<<<<

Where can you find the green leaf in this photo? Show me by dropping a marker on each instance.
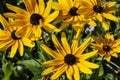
(7, 69)
(33, 66)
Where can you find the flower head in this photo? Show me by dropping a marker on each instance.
(106, 46)
(98, 10)
(36, 16)
(69, 14)
(69, 60)
(14, 38)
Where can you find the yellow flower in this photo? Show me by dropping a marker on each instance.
(68, 12)
(106, 46)
(34, 17)
(13, 38)
(69, 60)
(99, 10)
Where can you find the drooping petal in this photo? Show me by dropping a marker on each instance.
(50, 27)
(50, 51)
(70, 2)
(58, 46)
(74, 45)
(16, 16)
(5, 23)
(65, 3)
(48, 9)
(28, 42)
(65, 43)
(59, 72)
(83, 46)
(5, 43)
(107, 58)
(14, 49)
(53, 62)
(30, 5)
(76, 72)
(110, 3)
(89, 64)
(16, 9)
(84, 69)
(49, 70)
(88, 55)
(52, 16)
(69, 72)
(105, 25)
(41, 6)
(20, 47)
(99, 17)
(110, 16)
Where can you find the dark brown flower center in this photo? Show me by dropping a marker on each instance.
(73, 11)
(34, 19)
(70, 59)
(98, 9)
(14, 36)
(106, 48)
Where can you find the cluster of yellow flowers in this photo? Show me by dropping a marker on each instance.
(26, 26)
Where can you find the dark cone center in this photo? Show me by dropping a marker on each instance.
(70, 59)
(73, 11)
(34, 19)
(14, 36)
(98, 9)
(106, 48)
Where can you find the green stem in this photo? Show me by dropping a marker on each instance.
(29, 53)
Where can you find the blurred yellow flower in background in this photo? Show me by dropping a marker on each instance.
(106, 46)
(69, 60)
(99, 10)
(36, 16)
(14, 38)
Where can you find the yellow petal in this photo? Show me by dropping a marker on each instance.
(70, 3)
(110, 16)
(88, 55)
(108, 36)
(30, 5)
(48, 9)
(89, 64)
(110, 3)
(99, 17)
(105, 25)
(50, 27)
(5, 43)
(64, 2)
(74, 45)
(84, 69)
(50, 51)
(49, 70)
(41, 6)
(14, 49)
(108, 58)
(76, 72)
(69, 72)
(114, 54)
(16, 16)
(65, 43)
(83, 46)
(52, 16)
(20, 47)
(16, 9)
(28, 42)
(53, 63)
(59, 72)
(5, 23)
(64, 25)
(58, 46)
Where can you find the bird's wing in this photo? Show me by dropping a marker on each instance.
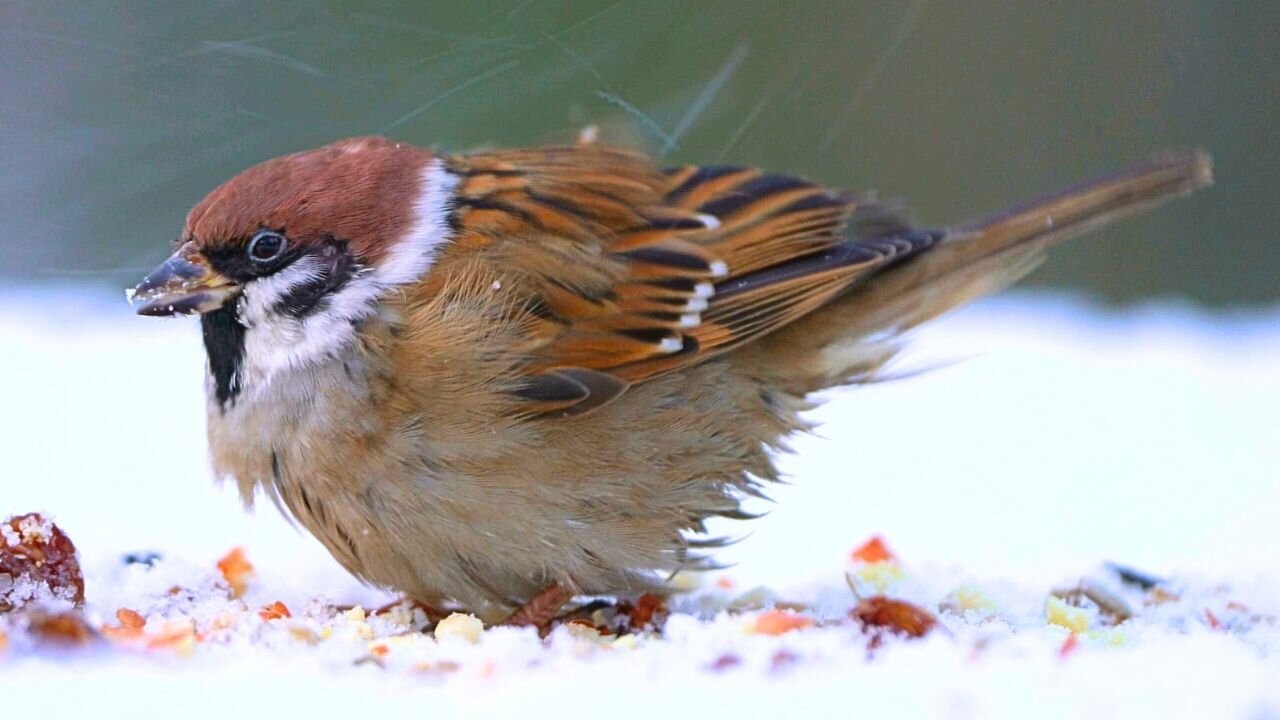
(626, 272)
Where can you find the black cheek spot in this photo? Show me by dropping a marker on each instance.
(224, 343)
(337, 268)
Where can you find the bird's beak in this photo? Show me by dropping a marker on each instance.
(183, 285)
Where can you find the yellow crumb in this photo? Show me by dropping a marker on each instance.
(881, 575)
(460, 625)
(1059, 613)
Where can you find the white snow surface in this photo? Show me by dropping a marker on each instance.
(1052, 436)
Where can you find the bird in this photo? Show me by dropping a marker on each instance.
(508, 378)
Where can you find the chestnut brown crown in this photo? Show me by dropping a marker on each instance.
(356, 190)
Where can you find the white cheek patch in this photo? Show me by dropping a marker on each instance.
(277, 342)
(408, 259)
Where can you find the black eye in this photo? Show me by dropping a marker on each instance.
(266, 246)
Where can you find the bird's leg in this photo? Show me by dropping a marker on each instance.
(540, 609)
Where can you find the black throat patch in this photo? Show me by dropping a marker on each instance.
(224, 343)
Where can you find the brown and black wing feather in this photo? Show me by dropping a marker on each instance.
(626, 272)
(632, 272)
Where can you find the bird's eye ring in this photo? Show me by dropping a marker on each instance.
(266, 246)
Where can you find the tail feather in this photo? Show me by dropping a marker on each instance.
(854, 336)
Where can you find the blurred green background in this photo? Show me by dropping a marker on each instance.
(118, 115)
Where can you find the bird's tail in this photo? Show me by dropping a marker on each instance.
(855, 335)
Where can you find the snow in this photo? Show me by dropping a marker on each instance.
(1050, 437)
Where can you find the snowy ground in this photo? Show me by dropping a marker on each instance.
(1055, 437)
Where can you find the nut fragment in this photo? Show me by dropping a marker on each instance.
(59, 629)
(878, 614)
(37, 563)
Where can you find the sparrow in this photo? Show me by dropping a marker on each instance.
(507, 378)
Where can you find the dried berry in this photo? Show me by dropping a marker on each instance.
(59, 629)
(644, 611)
(778, 621)
(37, 563)
(236, 570)
(872, 551)
(883, 614)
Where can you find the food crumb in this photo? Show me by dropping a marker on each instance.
(460, 625)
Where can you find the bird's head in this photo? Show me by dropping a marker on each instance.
(304, 246)
(293, 231)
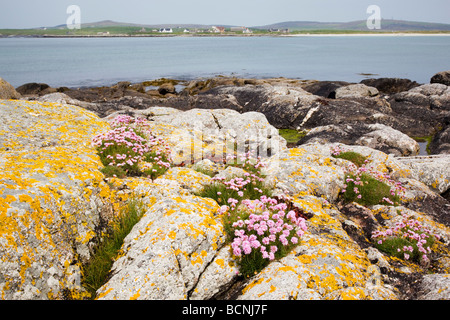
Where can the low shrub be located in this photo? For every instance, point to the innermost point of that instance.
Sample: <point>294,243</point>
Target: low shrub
<point>129,148</point>
<point>261,231</point>
<point>364,184</point>
<point>96,271</point>
<point>408,239</point>
<point>258,227</point>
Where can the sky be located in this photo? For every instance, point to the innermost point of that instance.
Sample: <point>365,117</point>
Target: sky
<point>18,14</point>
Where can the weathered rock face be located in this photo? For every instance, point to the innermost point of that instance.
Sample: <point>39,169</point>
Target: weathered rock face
<point>375,136</point>
<point>427,106</point>
<point>53,199</point>
<point>202,133</point>
<point>177,250</point>
<point>405,106</point>
<point>390,85</point>
<point>326,89</point>
<point>441,142</point>
<point>168,252</point>
<point>33,89</point>
<point>7,91</point>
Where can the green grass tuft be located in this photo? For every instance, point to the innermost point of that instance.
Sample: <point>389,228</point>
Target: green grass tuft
<point>97,270</point>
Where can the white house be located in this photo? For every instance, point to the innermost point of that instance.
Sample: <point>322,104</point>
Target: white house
<point>166,30</point>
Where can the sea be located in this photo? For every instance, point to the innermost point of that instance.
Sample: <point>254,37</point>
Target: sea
<point>89,62</point>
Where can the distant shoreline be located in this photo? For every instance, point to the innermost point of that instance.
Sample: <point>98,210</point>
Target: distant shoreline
<point>362,34</point>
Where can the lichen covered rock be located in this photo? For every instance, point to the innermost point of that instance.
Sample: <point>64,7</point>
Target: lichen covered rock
<point>53,199</point>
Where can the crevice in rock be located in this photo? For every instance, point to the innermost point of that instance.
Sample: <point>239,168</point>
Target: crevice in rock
<point>190,291</point>
<point>232,290</point>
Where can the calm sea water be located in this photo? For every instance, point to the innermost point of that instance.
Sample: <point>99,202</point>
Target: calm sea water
<point>105,61</point>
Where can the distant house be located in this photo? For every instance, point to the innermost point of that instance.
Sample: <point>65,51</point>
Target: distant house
<point>237,29</point>
<point>166,30</point>
<point>217,29</point>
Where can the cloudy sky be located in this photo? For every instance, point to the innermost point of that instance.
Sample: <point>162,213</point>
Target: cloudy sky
<point>43,13</point>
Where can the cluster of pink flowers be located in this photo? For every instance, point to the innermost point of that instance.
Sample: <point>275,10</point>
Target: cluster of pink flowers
<point>267,228</point>
<point>130,146</point>
<point>337,150</point>
<point>414,232</point>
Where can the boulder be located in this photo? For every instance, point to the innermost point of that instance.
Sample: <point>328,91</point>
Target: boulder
<point>54,203</point>
<point>441,77</point>
<point>199,134</point>
<point>168,253</point>
<point>390,85</point>
<point>35,89</point>
<point>433,171</point>
<point>7,91</point>
<point>167,88</point>
<point>425,109</point>
<point>440,144</point>
<point>326,89</point>
<point>355,91</point>
<point>376,136</point>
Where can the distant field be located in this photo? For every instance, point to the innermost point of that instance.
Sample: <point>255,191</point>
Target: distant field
<point>139,31</point>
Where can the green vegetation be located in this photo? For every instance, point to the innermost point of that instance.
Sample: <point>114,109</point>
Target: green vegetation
<point>367,190</point>
<point>292,136</point>
<point>356,158</point>
<point>96,271</point>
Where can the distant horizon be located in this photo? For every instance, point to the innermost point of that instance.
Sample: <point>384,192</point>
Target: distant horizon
<point>217,24</point>
<point>28,14</point>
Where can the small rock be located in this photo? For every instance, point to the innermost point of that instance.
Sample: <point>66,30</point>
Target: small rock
<point>441,77</point>
<point>7,91</point>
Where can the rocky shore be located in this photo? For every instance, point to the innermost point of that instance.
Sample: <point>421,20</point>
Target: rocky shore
<point>57,202</point>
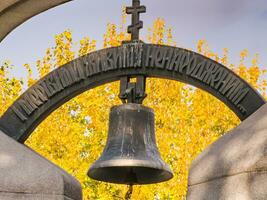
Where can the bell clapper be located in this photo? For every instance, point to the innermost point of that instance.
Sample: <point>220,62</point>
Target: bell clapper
<point>129,193</point>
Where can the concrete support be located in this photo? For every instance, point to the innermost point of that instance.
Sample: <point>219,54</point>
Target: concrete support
<point>235,166</point>
<point>24,174</point>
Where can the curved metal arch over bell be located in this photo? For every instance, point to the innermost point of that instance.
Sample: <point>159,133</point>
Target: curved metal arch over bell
<point>131,155</point>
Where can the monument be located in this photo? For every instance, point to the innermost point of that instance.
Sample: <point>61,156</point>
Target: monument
<point>234,167</point>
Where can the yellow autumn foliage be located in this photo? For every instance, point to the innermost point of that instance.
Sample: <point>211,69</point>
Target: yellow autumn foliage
<point>187,119</point>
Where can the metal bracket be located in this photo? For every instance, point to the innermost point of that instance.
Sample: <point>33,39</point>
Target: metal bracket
<point>133,92</point>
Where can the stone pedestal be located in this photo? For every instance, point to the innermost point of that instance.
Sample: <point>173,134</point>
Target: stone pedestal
<point>26,175</point>
<point>235,166</point>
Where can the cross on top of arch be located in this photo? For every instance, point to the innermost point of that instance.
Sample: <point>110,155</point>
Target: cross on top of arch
<point>136,25</point>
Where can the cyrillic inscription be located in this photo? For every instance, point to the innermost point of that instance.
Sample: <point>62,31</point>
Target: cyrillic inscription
<point>135,56</point>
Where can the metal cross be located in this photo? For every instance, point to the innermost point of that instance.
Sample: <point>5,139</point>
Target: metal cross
<point>135,11</point>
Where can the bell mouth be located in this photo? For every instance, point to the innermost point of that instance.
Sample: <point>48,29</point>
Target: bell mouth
<point>133,172</point>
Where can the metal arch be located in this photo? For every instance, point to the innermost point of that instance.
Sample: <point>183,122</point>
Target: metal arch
<point>130,59</point>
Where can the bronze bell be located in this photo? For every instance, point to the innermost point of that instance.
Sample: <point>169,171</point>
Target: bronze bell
<point>131,155</point>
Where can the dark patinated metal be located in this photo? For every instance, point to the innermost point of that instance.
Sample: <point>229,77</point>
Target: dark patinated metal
<point>133,92</point>
<point>135,11</point>
<point>131,155</point>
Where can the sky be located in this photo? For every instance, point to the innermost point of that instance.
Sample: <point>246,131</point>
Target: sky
<point>232,24</point>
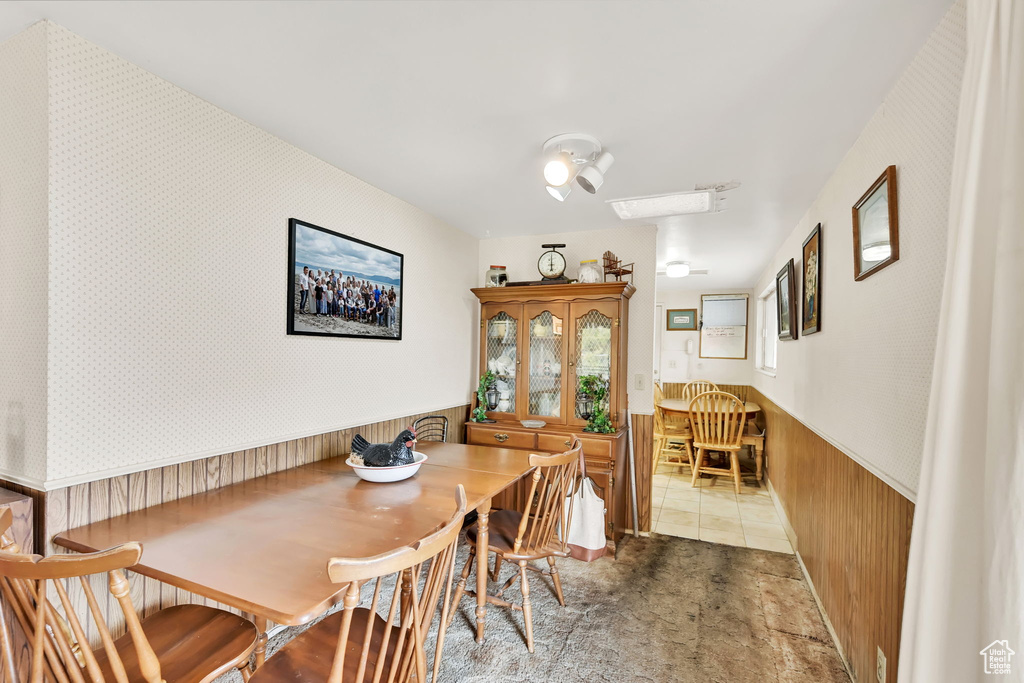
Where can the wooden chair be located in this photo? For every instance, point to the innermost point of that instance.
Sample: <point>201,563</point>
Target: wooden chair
<point>431,428</point>
<point>529,535</point>
<point>671,445</point>
<point>359,644</point>
<point>717,419</point>
<point>184,643</point>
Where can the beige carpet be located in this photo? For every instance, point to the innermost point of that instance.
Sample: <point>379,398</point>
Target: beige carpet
<point>668,609</point>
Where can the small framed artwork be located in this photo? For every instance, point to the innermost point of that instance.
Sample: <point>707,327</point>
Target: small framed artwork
<point>684,319</point>
<point>876,227</point>
<point>785,301</point>
<point>342,287</point>
<point>810,305</point>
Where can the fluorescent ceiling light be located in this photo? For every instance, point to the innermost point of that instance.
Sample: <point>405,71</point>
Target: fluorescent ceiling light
<point>665,205</point>
<point>677,269</point>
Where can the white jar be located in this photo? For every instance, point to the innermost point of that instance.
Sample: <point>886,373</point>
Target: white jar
<point>590,271</point>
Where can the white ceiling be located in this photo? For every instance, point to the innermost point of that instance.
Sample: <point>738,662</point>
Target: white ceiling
<point>445,104</point>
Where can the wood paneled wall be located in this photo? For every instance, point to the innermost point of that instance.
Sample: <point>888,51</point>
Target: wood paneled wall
<point>643,447</point>
<point>852,531</point>
<point>95,501</point>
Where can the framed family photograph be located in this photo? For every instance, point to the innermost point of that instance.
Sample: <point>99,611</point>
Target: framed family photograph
<point>876,226</point>
<point>785,301</point>
<point>682,319</point>
<point>342,287</point>
<point>811,273</point>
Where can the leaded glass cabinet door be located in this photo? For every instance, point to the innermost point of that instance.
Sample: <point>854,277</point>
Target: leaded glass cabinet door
<point>545,367</point>
<point>501,341</point>
<point>594,350</point>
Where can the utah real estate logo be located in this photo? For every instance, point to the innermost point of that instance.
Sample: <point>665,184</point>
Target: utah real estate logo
<point>997,655</point>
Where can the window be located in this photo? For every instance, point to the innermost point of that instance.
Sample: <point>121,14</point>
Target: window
<point>767,331</point>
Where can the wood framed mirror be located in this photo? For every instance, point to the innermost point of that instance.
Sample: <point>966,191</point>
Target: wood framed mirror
<point>876,227</point>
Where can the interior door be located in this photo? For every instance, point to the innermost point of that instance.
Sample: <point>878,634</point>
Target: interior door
<point>545,369</point>
<point>593,350</point>
<point>501,352</point>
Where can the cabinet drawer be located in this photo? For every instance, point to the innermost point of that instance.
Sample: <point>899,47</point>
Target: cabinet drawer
<point>499,436</point>
<point>592,447</point>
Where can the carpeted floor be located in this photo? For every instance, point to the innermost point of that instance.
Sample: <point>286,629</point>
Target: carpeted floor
<point>668,609</point>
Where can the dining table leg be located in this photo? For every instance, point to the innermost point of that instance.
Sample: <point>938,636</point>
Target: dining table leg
<point>260,650</point>
<point>482,514</point>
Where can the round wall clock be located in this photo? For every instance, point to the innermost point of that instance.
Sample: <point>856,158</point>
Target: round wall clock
<point>552,263</point>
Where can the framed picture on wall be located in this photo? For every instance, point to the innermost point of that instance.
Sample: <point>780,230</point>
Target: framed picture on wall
<point>682,319</point>
<point>811,273</point>
<point>342,287</point>
<point>785,301</point>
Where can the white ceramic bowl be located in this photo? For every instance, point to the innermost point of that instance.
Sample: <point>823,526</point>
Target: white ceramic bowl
<point>388,474</point>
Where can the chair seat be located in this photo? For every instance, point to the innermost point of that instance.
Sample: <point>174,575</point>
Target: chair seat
<point>194,644</point>
<point>310,654</point>
<point>503,526</point>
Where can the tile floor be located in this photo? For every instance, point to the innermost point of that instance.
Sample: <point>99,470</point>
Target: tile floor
<point>713,512</point>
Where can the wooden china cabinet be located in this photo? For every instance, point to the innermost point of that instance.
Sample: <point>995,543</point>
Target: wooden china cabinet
<point>539,340</point>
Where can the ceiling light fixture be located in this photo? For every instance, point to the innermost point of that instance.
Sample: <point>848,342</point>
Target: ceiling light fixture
<point>574,156</point>
<point>675,204</point>
<point>592,177</point>
<point>677,268</point>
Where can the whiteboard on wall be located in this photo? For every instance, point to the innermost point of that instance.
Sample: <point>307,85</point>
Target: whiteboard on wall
<point>723,326</point>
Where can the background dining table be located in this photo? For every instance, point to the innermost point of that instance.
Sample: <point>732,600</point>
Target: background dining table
<point>680,409</point>
<point>262,545</point>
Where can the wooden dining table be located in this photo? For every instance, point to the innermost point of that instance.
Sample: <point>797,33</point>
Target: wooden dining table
<point>680,408</point>
<point>262,545</point>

>>>>

■ Task instructions ■
Could you return exactly the lines above from the line with "Where can the wooden china" to the line with "Sample: <point>797,33</point>", both included, and nothing else?

■ Reply ■
Where can the wooden china cabinet be located in this photo? For every instance, point to the innermost point of that instance.
Sample: <point>995,543</point>
Target: wooden china cabinet
<point>539,340</point>
Where can the ceiling light fixture be located in this photo? For every instance, point to the innermost point of that instance.
Sample: <point>848,342</point>
Target: ceiling light fixture
<point>574,156</point>
<point>675,204</point>
<point>592,177</point>
<point>677,268</point>
Where can the whiteboard on wall be located in this photo? For every instance, point to the innermost point of that instance.
Sample: <point>307,85</point>
Target: whiteboard on wall
<point>723,326</point>
Where can the background dining table be located in this photo? For every instance, point to the innermost point of that instance.
Sample: <point>732,600</point>
Target: background dining table
<point>680,409</point>
<point>262,545</point>
Where can the wooden dining table be located in this photo? For every instance, point to the innermost point of that instance.
Sample: <point>797,33</point>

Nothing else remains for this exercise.